Excerpt to read
-- Opening Marker --

Don G. Rushing
Of Counsel Fox Law APC
Don is a fellow of the American College of Trial Lawyers, a retired partner of Morrison & Foerster.
Christopher Hendricks
Attorney Fox Law APC
The rules of procedure and evidence provide trial lawyers with one of the most important tools of their profession: the ability to call and orally examine witnesses under oath.
Compare a trial to a sandwich. The whole thing is held together by the bread that is opening statement and closing argument, your chance to argue the case. The toppings that spice up the sandwich is voir dire, the opportunity to interact with the jury to learn any attitudes, values, and beliefs that will influence their judgment. But the reason we make the thing is the meat; the opportunity for direct and cross examination to create the evidence upon which the case will be decided. How do we make the most of this opportunity to tell our client’s story through witness testimony?
Examination Basics
The objectives of witness examination are straight forward. This is the way you introduce the characters in your story and lay out the plot line. Witness examinations are the way to admit necessary evidence, build credibility for your case, and respond to the opposition’s evidence.

-- Closing Marker --

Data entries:
-- Opening Marker --

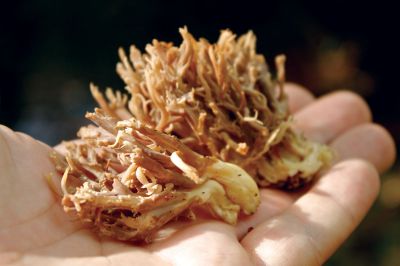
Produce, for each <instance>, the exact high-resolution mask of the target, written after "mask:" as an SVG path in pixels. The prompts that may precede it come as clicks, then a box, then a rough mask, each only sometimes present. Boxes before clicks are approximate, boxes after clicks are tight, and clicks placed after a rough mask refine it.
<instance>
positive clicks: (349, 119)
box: [294, 91, 371, 143]
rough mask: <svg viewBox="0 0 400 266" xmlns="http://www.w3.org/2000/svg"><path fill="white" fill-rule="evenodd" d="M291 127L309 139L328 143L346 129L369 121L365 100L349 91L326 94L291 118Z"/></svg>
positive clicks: (367, 105)
mask: <svg viewBox="0 0 400 266" xmlns="http://www.w3.org/2000/svg"><path fill="white" fill-rule="evenodd" d="M294 120H295V121H294V122H295V124H294V127H295V129H296V130H298V131H300V132H303V133H304V135H305V136H306V137H308V138H310V139H312V140H315V141H318V142H321V143H327V142H330V141H331V140H333V139H334V138H335V137H337V136H339V135H340V134H342V133H344V132H346V131H347V130H348V129H350V128H352V127H354V126H357V125H359V124H363V123H366V122H369V121H371V112H370V110H369V108H368V105H367V104H366V103H365V101H364V100H363V99H362V98H361V97H360V96H358V95H357V94H354V93H352V92H347V91H340V92H335V93H331V94H328V95H326V96H324V97H322V98H320V99H318V100H317V101H315V102H314V103H312V104H310V105H309V106H307V107H305V108H304V109H302V110H301V111H299V112H298V113H296V114H295V115H294Z"/></svg>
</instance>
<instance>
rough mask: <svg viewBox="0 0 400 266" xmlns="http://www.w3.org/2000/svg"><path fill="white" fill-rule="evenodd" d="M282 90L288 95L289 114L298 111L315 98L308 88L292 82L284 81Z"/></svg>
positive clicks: (301, 108) (309, 103)
mask: <svg viewBox="0 0 400 266" xmlns="http://www.w3.org/2000/svg"><path fill="white" fill-rule="evenodd" d="M283 90H284V91H285V93H286V95H287V96H288V105H289V112H290V113H291V114H293V113H295V112H297V111H299V110H300V109H302V108H303V107H305V106H307V105H309V104H310V103H312V102H313V101H314V100H315V97H314V95H312V93H311V92H310V91H309V90H307V89H306V88H304V87H302V86H300V85H298V84H295V83H292V82H288V83H285V86H284V88H283Z"/></svg>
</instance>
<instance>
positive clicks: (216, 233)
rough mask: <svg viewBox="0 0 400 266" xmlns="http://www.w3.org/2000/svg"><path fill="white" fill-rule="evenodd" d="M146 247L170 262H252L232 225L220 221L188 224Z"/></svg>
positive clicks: (186, 263)
mask: <svg viewBox="0 0 400 266" xmlns="http://www.w3.org/2000/svg"><path fill="white" fill-rule="evenodd" d="M149 248H150V250H151V251H152V252H153V254H155V255H157V256H159V257H160V258H162V259H163V260H165V261H167V262H169V263H170V264H171V265H217V264H218V265H221V264H222V265H238V266H239V265H251V263H250V260H249V257H248V255H247V253H246V252H245V250H244V249H243V248H242V246H241V245H240V243H239V242H238V240H237V238H236V235H235V230H234V228H233V226H230V225H227V224H224V223H222V222H203V223H199V224H196V225H193V226H188V227H187V228H183V229H180V230H178V231H177V232H176V233H175V234H174V235H173V236H172V237H170V238H168V239H167V240H165V241H163V242H161V243H155V244H153V245H152V246H150V247H149Z"/></svg>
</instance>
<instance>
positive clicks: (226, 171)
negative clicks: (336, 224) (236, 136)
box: [52, 109, 260, 242]
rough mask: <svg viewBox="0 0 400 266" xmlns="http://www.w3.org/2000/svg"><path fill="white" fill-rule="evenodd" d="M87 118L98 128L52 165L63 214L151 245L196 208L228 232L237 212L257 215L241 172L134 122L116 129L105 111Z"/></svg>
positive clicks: (120, 124) (120, 122)
mask: <svg viewBox="0 0 400 266" xmlns="http://www.w3.org/2000/svg"><path fill="white" fill-rule="evenodd" d="M86 116H87V117H88V118H89V119H90V120H92V121H93V122H95V123H96V124H97V125H98V127H95V126H88V127H83V128H81V130H80V131H79V132H78V135H79V137H80V138H81V140H82V141H81V142H70V143H66V144H65V147H66V148H67V151H68V152H67V155H66V156H65V158H64V157H62V156H60V155H58V154H56V153H54V154H53V156H52V158H53V160H54V162H55V164H56V166H57V170H58V171H60V172H62V173H63V177H62V180H61V187H62V191H63V199H62V204H63V205H64V209H65V211H67V212H74V213H76V215H77V216H78V217H79V218H80V219H81V220H82V221H84V222H86V223H89V224H91V225H93V226H94V228H95V229H96V230H97V231H98V232H99V233H100V234H102V235H106V236H111V237H114V238H117V239H120V240H133V241H134V240H145V241H148V242H149V241H151V236H152V235H153V233H154V232H155V231H156V230H158V229H159V228H160V227H162V226H163V225H164V224H166V223H167V222H169V221H171V220H172V219H175V218H178V217H182V216H185V215H186V216H187V215H189V214H190V215H193V213H191V212H190V210H191V209H192V208H194V207H197V206H200V207H203V208H204V209H207V210H209V211H210V212H211V213H212V214H214V216H216V217H219V218H220V219H222V220H223V221H225V222H227V223H230V224H235V223H236V221H237V218H238V214H239V212H242V213H244V214H252V213H254V212H255V210H256V208H257V206H258V204H259V201H260V197H259V192H258V187H257V184H256V183H255V182H254V180H253V179H252V178H251V177H250V176H249V175H248V174H247V173H246V172H245V171H244V170H242V169H241V168H239V167H238V166H236V165H234V164H230V163H225V162H222V161H220V160H218V159H215V158H211V157H204V156H202V155H199V154H198V153H196V152H193V151H192V150H191V149H190V148H188V147H187V146H186V145H185V144H183V143H181V142H180V141H179V140H178V139H177V138H176V137H173V136H170V135H167V134H164V133H161V132H159V131H156V130H154V129H151V128H149V127H147V126H145V125H144V124H143V123H141V122H140V121H137V120H136V119H134V118H131V119H129V120H121V121H118V120H117V119H115V118H113V117H110V116H107V115H106V114H104V112H103V110H101V109H97V110H96V112H95V113H88V114H87V115H86Z"/></svg>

-- Closing Marker --

Tasks and exercises
**a)** Translate this sentence from the article on witness examination into Spanish: "The objectives of witness examination are straight forward."
**b)** In the sandwich comparison in the article on witness examination, what do opening statement and closing argument stand for?
The listing has no connection to the article on witness examination.

Solutions
**a)** Los objetivos del interrogatorio de testigos son sencillos.

**b)** The bread that holds the whole thing together.